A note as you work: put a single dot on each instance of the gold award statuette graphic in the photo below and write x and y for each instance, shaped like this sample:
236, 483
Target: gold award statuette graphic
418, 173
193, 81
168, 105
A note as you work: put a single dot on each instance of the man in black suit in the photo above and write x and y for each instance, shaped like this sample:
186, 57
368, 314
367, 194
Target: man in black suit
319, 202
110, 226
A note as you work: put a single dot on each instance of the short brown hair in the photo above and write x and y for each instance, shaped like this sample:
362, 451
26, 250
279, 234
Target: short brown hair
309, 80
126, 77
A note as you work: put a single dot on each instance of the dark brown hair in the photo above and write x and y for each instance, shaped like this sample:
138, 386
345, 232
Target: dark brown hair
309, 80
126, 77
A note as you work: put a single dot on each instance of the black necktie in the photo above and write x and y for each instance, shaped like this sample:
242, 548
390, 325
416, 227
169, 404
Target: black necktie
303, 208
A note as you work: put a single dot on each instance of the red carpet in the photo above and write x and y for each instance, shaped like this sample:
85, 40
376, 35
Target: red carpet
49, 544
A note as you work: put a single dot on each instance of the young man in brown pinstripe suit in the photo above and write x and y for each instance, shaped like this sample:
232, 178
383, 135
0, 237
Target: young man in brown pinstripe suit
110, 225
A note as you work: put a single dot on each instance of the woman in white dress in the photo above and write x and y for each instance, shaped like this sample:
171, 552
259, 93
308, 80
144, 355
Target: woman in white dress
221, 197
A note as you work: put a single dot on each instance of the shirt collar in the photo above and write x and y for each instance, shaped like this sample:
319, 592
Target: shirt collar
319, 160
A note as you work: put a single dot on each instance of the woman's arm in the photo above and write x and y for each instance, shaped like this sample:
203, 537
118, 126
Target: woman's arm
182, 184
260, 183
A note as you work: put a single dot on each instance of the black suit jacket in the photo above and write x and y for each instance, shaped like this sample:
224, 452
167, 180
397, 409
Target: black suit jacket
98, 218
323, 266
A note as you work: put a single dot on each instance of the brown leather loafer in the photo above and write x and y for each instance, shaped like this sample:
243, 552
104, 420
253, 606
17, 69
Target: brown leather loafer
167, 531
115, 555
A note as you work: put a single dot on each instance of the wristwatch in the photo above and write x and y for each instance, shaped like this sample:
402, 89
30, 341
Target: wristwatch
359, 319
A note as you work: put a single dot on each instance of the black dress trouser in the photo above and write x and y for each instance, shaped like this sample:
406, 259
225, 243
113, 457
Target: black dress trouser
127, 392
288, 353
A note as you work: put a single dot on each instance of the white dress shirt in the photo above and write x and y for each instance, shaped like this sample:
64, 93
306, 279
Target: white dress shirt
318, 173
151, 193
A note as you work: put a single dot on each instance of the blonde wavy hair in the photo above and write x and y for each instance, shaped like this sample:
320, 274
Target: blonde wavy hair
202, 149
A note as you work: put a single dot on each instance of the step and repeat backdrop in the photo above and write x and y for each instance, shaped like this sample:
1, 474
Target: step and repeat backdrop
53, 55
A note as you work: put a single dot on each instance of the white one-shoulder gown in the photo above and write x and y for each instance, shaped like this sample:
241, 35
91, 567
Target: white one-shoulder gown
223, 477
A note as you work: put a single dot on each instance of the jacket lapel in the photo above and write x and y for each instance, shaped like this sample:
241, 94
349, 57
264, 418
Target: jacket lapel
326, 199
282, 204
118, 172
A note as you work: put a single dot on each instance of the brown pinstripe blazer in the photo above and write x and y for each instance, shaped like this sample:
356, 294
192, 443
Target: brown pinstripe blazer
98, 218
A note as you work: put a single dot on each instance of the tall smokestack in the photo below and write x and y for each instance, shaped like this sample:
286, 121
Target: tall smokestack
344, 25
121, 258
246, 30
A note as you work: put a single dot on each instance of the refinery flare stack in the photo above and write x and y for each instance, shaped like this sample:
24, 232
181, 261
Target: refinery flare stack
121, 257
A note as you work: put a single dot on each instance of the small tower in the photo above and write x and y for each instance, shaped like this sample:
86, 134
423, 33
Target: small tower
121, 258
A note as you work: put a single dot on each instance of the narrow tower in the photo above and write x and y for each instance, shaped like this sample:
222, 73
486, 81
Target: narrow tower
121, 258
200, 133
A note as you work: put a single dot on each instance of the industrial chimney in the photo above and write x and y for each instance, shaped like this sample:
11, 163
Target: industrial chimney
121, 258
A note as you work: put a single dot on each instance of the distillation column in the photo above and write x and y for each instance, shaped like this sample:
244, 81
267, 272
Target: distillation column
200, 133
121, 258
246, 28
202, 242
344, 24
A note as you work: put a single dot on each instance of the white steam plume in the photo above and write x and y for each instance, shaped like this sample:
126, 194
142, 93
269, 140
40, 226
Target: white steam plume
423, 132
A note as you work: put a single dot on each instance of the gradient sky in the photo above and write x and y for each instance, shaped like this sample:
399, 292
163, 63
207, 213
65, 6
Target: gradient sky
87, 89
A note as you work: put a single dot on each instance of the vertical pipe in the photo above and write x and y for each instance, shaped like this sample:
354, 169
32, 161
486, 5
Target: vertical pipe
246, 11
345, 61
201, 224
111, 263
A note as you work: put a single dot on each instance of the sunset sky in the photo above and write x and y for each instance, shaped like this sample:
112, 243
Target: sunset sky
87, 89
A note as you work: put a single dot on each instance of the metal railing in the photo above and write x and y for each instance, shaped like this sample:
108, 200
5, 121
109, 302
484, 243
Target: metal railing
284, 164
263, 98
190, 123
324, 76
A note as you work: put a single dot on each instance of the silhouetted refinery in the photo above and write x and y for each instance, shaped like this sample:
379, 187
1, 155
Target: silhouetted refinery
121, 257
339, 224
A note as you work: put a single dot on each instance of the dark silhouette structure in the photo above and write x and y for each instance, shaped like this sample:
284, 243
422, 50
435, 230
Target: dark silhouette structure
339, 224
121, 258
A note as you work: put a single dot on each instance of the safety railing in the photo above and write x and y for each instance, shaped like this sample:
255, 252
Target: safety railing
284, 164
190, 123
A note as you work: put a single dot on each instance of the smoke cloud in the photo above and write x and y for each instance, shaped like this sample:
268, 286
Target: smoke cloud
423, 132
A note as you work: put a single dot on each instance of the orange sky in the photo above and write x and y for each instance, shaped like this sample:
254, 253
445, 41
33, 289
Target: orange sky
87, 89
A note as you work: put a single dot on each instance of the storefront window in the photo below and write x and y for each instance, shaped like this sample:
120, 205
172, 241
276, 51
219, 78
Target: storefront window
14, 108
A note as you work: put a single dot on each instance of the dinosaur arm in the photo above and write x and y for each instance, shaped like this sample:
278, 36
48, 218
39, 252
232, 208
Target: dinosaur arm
· · ·
GOAL: Write the entire listing out again, word for word.

TASK RESULT:
A note as you work: put a single dot on each instance of the gold award statuette graphic in the photo below and write x and y for each instance, shaped like this sample:
236, 483
Target: gold award statuette graphic
418, 173
193, 81
168, 105
A note as you work: put a single dot on each instance of the man in black suit in the photo above and write x and y for each instance, shaped like this sample:
186, 57
368, 314
367, 194
Target: man in black suit
319, 202
110, 226
A note as you work: put a single dot on each instance of the short brown hair in the photo above and write x and y for each instance, shaped like this sample:
362, 451
26, 250
279, 234
Target: short brown hair
309, 80
126, 77
A note as you work: put a single dot on each instance of the dark brown hair in the photo above and write x and y for each instance, shaped like this sample:
138, 386
345, 232
Target: dark brown hair
309, 80
126, 77
A note as you work: put a single dot on each instance of the black necktie in the photo above and write x and y for each instance, shaped like this sample:
242, 548
390, 325
416, 227
169, 404
Target: black necktie
303, 208
A note as you work: put a single dot on each instance of the red carpet in the photo above and write x and y for each instance, shaped like this sample:
85, 40
376, 35
Target: red carpet
49, 544
A note as you work: put a single dot on each instance of the young man in brown pinstripe suit in the photo above and write x and y for each instance, shaped like this sample:
232, 178
383, 135
0, 237
Target: young man in brown pinstripe suit
110, 225
A note as you work: put a single dot on each instance of the woman in white dress in the photo above and write x and y for each instance, shaped like this sample:
171, 552
259, 93
308, 80
144, 355
Target: woman in white dress
221, 197
A note as you work: put a single dot on each instance of the shirt collar in the photo above and write x and y for each instance, shaped like this sample:
319, 592
Target: shirt collar
319, 160
A note as you work: put a single dot on each instance of the woman's arm in the photo above and write x and y for each instance, shaped like this sample:
203, 537
118, 126
Target: woman's arm
182, 184
260, 183
A note as you work: put a single dot on each instance of the black suit jacket in the photo above and write x and y for each instance, shaped like this sample:
224, 452
167, 180
397, 409
Target: black suit jacket
98, 218
323, 266
A note as you work: put a single dot on each instance of the brown leather loafer in the photo above and write x and y for each instance, shaped like this sample:
243, 552
104, 420
253, 606
17, 69
Target: brown leather loafer
167, 531
115, 555
A note as you work: put a single dot on each instance of the wristwatch in the photo above and write x and y for each instance, shaped like this sample:
402, 89
30, 341
Target: wristwatch
359, 319
A note as you work: put a single dot on each instance of the black dress trouser in the photo above and write x and y for each instance, shaped like this sample:
406, 259
225, 243
113, 457
Target: black dress trouser
127, 392
288, 353
A note as you work: put a single dot on each instance of the white dress shirt in the photo above and write x and y for each instance, shaped like this sample:
64, 93
306, 279
Target: white dress shirt
318, 173
151, 193
A note as you work: put a single dot on each instance of the blonde wavy hair in the photo above and write x and y for each instance, shaped like this sample:
320, 274
Target: blonde wavy hair
202, 149
A note as you work: put a single dot on each instance of the step and repeat backdrop in the photo above and write x and y for each instance, shaped like this sample:
1, 474
Target: step and repeat backdrop
53, 55
A note as you work: put a single dot on each instance of the white one-shoulder gown in the photo above and write x and y for each instance, shaped like this sample:
241, 35
91, 567
Target: white one-shoulder gown
223, 477
A note as you work: put a single dot on each instance of the jacket lapel in the photo above and write x and y for each instance, shaped like this sample:
241, 94
349, 57
264, 418
Target: jacket lapel
326, 199
282, 204
118, 172
A note as you work: put a single dot on each instance of the brown pinstripe blazer in the photo above and write x and y for each instance, shaped like this sample:
356, 294
192, 443
Target: brown pinstripe blazer
98, 218
A note as you work: put a single dot on each instance of the tall smokestack in the photo below and write x and y for each instance, shaped like this sample:
286, 121
Target: tall smokestack
344, 25
121, 258
246, 30
A note as you work: put a single dot on each instance of the refinery flare stack in the photo above and write x and y for each instance, shaped like this sample:
24, 232
181, 261
Target: refinery flare stack
121, 257
A note as you work: put a single dot on each instance of the small tower in the photo above and write x and y for each instance, shaped like this sample:
86, 134
423, 33
Target: small tower
121, 258
A note as you work: put a single dot on each instance of the narrow tower in the photo above and write x and y for each instance, shaped like this sample:
222, 73
486, 81
Target: narrow tower
121, 258
200, 133
A note as you work: put a single dot on each instance of the industrial chimney in the photo above and write x and y for each instance, shaped like this sample:
11, 163
Target: industrial chimney
121, 258
A note as you work: put a single dot on each instance of the distillation column in the photo above and write x and y for each instance, shaped like this sample:
244, 81
267, 272
Target: distillation column
200, 133
121, 258
246, 28
202, 242
344, 24
A note as you work: put a single dot on each instance of the white steam plume in the photo above and write x and y for each instance, shaped like this sample:
126, 194
142, 93
269, 140
40, 226
Target: white steam plume
423, 132
A note as you work: put a single dot on each instance of the gradient sky in the photo above and write x and y for each instance, shaped like this sample:
399, 292
163, 63
207, 213
65, 6
Target: gradient sky
87, 89
A note as you work: put a single dot on each instance of the vertical pipe in the photo above and write x and y for each instance, shaped like this sample:
354, 169
32, 161
486, 5
Target: vertical pipe
246, 11
345, 61
201, 224
111, 263
A note as you work: put a single dot on each instance of the sunset sky in the photo above and write x and y for each instance, shaped like this sample:
112, 243
Target: sunset sky
87, 89
A note as you work: put a single dot on each instance of the metal railing in the photo above and write x and y for each instance, shaped like this sample:
108, 200
5, 121
109, 302
484, 243
Target: metal railing
284, 164
263, 98
190, 123
324, 76
A note as you work: put a single dot on each instance of the silhouetted refinery in the photo above and write x and y for each instance, shaped like this sample:
379, 187
1, 155
Target: silhouetted refinery
121, 257
339, 224
A note as you work: put a single dot on each instance of the dark silhouette structure in the photo above and write x and y for each instance, shaped like this sample:
284, 243
422, 50
435, 230
Target: dark silhouette structure
339, 224
121, 258
A note as you work: put a single dot on each instance of the safety railing in the photo above and write x and y for each instance, shaped like this sample:
255, 252
Target: safety railing
284, 164
190, 123
A note as you work: put a single dot on each instance of the smoke cloud in the photo above and write x and y for each instance, shaped like this sample:
268, 286
Target: smoke cloud
423, 132
A note as you work: put a single dot on each instance of the orange sky in the photo above and write x and y for each instance, shaped like this sample:
254, 253
445, 41
33, 289
Target: orange sky
87, 89
A note as you work: put a single dot on each instance of the storefront window in the photo below and write x and y for each instance, shaped like this sample:
120, 205
172, 241
276, 51
219, 78
Target: storefront window
14, 108
A note as you work: put a single dot on each instance of the dinosaur arm in the photo above and write x and y for each instance, shaped like this sample:
278, 36
48, 218
39, 252
232, 208
Target: dinosaur arm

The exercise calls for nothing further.